== Task directions ==
For each record that follows, give it back exactly, with no pictures included.

═════ Working data ═════

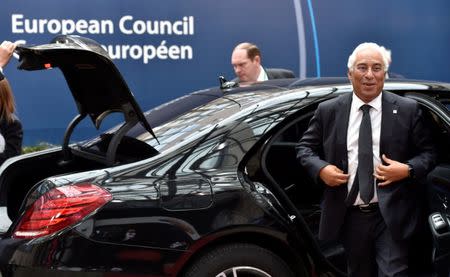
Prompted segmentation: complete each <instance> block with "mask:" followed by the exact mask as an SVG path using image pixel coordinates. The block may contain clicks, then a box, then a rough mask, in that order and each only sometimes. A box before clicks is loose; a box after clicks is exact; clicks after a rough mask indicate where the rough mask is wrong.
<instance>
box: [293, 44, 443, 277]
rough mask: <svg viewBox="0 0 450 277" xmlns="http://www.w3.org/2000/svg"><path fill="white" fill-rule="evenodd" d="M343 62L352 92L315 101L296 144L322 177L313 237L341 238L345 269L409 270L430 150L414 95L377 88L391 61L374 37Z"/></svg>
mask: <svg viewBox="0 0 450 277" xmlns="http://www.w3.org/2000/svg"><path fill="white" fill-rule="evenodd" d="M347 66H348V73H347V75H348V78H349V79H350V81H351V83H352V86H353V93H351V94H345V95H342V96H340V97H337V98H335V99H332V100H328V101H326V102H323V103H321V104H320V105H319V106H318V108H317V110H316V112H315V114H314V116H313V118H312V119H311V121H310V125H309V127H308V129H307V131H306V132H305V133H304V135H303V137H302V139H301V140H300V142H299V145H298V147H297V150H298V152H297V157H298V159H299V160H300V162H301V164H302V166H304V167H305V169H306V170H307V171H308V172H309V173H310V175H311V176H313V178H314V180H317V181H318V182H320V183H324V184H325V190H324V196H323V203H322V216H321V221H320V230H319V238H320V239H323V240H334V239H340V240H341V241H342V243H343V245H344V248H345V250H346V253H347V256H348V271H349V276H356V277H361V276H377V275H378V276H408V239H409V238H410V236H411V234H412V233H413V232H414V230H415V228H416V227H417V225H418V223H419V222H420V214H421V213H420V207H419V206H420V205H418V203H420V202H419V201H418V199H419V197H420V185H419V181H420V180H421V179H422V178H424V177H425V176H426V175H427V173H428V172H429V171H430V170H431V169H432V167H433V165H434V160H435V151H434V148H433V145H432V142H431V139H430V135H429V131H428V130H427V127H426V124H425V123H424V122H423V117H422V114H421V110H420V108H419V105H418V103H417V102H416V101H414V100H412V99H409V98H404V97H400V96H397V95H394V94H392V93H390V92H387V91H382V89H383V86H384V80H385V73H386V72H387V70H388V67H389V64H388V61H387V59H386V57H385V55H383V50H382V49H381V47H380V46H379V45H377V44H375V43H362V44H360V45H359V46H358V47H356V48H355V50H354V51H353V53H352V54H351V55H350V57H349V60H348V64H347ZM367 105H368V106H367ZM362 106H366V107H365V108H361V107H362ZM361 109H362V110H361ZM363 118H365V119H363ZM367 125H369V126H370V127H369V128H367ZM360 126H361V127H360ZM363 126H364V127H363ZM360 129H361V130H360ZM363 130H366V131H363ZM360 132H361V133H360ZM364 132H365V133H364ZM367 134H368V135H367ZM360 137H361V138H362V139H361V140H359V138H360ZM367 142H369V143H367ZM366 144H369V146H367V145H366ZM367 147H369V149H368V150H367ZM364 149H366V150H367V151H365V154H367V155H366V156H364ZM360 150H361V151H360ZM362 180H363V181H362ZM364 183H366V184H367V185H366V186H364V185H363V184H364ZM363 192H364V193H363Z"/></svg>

═════

== Output for this task ==
Prompted segmentation: complete each <instance> block with "mask:" followed by the exact mask as an SVG path using image pixel coordinates. The block may contain clicks, then a box, then a rough mask, in that order and each only sometimes. A box before clicks is loose; a box after clicks is exact; clicks after a rough mask indicate where the rough mask is wrong.
<instance>
box: [293, 44, 443, 277]
rough mask: <svg viewBox="0 0 450 277" xmlns="http://www.w3.org/2000/svg"><path fill="white" fill-rule="evenodd" d="M343 62L352 92L315 101L296 144L322 177L313 237L341 238L345 269L409 270L430 150L414 95L377 88L391 61L374 37Z"/></svg>
mask: <svg viewBox="0 0 450 277" xmlns="http://www.w3.org/2000/svg"><path fill="white" fill-rule="evenodd" d="M347 66H348V73H347V75H348V78H349V79H350V81H351V83H352V86H353V93H351V94H345V95H342V96H340V97H337V98H335V99H332V100H328V101H326V102H323V103H321V104H320V105H319V106H318V108H317V110H316V112H315V114H314V116H313V118H312V119H311V121H310V125H309V127H308V129H307V131H306V132H305V133H304V135H303V137H302V139H301V140H300V142H299V145H298V147H297V150H298V152H297V157H298V159H299V160H300V162H301V164H302V166H304V167H305V169H306V170H307V171H308V172H309V173H310V175H311V176H313V178H314V180H317V181H318V182H320V183H324V184H325V190H324V196H323V203H322V216H321V221H320V230H319V238H320V239H323V240H334V239H340V240H341V241H342V243H343V245H344V248H345V250H346V253H347V256H348V271H349V276H356V277H361V276H377V275H378V276H408V239H409V238H410V236H411V234H412V233H413V232H414V230H415V228H416V227H417V225H418V223H419V222H420V214H421V213H420V207H419V206H420V205H418V203H420V202H419V201H418V199H419V197H420V185H419V181H420V180H421V179H422V178H424V177H425V176H426V175H427V173H428V172H429V171H430V170H431V169H432V167H433V165H434V160H435V151H434V148H433V145H432V142H431V139H430V135H429V131H428V130H427V127H426V124H425V123H424V122H423V117H422V114H421V110H420V108H419V105H418V103H417V102H416V101H414V100H412V99H409V98H404V97H400V96H397V95H394V94H392V93H390V92H387V91H382V89H383V86H384V80H385V73H386V72H387V70H388V67H389V64H388V61H387V59H386V57H385V55H383V50H382V49H381V47H380V46H379V45H377V44H375V43H362V44H360V45H359V46H358V47H356V48H355V50H354V51H353V53H352V54H351V55H350V57H349V60H348V64H347ZM367 105H368V106H367ZM362 106H366V107H365V108H361V107H362ZM361 109H362V110H361ZM363 118H365V119H363ZM367 125H369V126H370V127H369V128H367ZM360 126H361V127H360ZM363 126H364V127H363ZM360 129H361V130H360ZM363 130H366V131H363ZM360 132H361V133H360ZM364 132H365V133H364ZM367 134H368V135H367ZM360 137H361V138H362V139H361V140H359V138H360ZM367 142H369V143H367ZM366 144H369V146H367V145H366ZM367 147H369V149H368V150H367ZM364 149H366V150H367V151H365V154H367V155H366V156H364ZM360 150H361V151H360ZM362 180H363V181H362ZM364 183H366V184H367V185H366V186H364V185H363V184H364ZM363 192H364V193H363Z"/></svg>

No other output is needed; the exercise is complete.